*Given passage*
Fecal S100A12 in Healthy Infants and Children

A S Day 1,2,3,*, M Ehn 3, R B Gearry 4, D A Lemberg 1,2, S T Leach 2
PMCID: PMC3787569  PMID: 24167377

Abstract

Background and Aims. Fecal S100A12 is shown to be a useful noninvasive marker of gut inflammation. However, the studies to date have not characterised the patterns of expression in healthy young children. This study aimed to determine S100A12 levels in infants and children without symptoms of underlying gut disease. Methods. Stool samples were collected from healthy infants (<12 months) and children without gastrointestinal symptoms. Faecal S100A12 was measured by immunoassay. Results. Fifty-six children were recruited. Serial samples were obtained from seven term infants over the first 6 months of life. Single samples were obtained from 49 healthy children ranging from 0.16 to 13.8 years of age. Median S100A12 levels were 0.5 mg/kg (ranging from 0.39 to 25) in the healthy children, with high values (>10 mg/kg) in five infants only. There was no variation between gender. Median S100A12 levels in healthy infants remained below the established normal cut-off from birth to six months of age. Conclusion. S100A12 levels in well infants and children are almost exclusively lower than the standard cut-off. Transiently higher levels may be seen in early infancy. An elevated level of S100A12 in children older than 12 months of age is likely to represent organic gut disease.

[Recorded data]
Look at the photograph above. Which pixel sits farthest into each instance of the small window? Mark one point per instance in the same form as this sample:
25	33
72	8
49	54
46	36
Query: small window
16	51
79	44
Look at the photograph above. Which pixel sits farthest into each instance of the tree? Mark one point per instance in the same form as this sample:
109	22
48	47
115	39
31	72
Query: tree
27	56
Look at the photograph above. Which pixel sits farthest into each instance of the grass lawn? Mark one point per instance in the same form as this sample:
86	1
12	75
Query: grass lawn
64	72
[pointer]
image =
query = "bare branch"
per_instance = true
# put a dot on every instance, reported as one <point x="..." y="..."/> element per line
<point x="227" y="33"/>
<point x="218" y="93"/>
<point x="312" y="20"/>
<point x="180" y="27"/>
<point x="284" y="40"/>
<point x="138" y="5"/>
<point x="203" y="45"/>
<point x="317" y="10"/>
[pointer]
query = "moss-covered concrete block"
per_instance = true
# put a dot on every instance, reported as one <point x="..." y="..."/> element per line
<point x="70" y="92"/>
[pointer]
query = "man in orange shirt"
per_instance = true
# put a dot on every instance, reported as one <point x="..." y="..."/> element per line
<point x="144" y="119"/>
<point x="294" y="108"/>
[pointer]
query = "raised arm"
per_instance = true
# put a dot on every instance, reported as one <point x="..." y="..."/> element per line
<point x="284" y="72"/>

*What is expected*
List every author named in the passage on fecal S100A12.

*Result of this task*
A S Day, M Ehn, R B Gearry, D A Lemberg, S T Leach